Passage for review:
----------------

The Centre, headed by Winthrop Professor Peter Eastwood, has undergone a $1 million upgrade and boasts three bedrooms equipped with state-of-the-art sleep recording and analysis equipment. It also contains consulting rooms, a range of training and seminar rooms, and upgraded offices.
“We spend a third of our lives asleep,” Professor Eastwood said. “Most of us wake the next day feeling refreshed and rested. But this is not the case for many people who have sleep disorders, poor sleep habits or who do shift work.
“Research over the past 15 years has resulted in an explosive growth in our understanding of the consequences of poor sleep, which include increased risk of mental and physical illness, car and industrial accidents and productivity loss at work.
“Sleep science research has far-ranging implications for improving individual health and well-being and for optimising shift scheduling, safety and productivity.”

----------------

Stored data:
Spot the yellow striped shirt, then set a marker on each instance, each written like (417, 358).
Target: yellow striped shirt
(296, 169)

----------------

Problem set:
1 - Repeat the passage about the sleep research centre from "The Centre, headed" up to and including "loss at work.", word for word.
2 - Write what comes next in the passage about the sleep research centre, picking up after its last sentence.
You won't need the listing.

Answers:
1 -
The Centre, headed by Winthrop Professor Peter Eastwood, has undergone a $1 million upgrade and boasts three bedrooms equipped with state-of-the-art sleep recording and analysis equipment. It also contains consulting rooms, a range of training and seminar rooms, and upgraded offices.
“We spend a third of our lives asleep,” Professor Eastwood said. “Most of us wake the next day feeling refreshed and rested. But this is not the case for many people who have sleep disorders, poor sleep habits or who do shift work.
“Research over the past 15 years has resulted in an explosive growth in our understanding of the consequences of poor sleep, which include increased risk of mental and physical illness, car and industrial accidents and productivity loss at work.

2 -
Professor Eastwood’s research focuses on the challenges to breathing during wakefulness, sleep and general anaesthesia. His other sleep-related research is in areas including schizophrenia and sleep disorders; the effect of cold-water immersion post-exercise on sleep; and stroke, dysphagia and sleep apnoea.
A clinical partnership with the West Australian Sleep Disorders Research Institute at Sir Charles Gairdner Hospital will support academic courses from graduate certificates to PhD programs. And an innovative partnership with the University of Adelaide will see the development of a jointly badged Graduate Diploma in Dental Sleep Medicine.
The Centre will be opened by John Day, the Minister for Science and Innovation, at 5pm.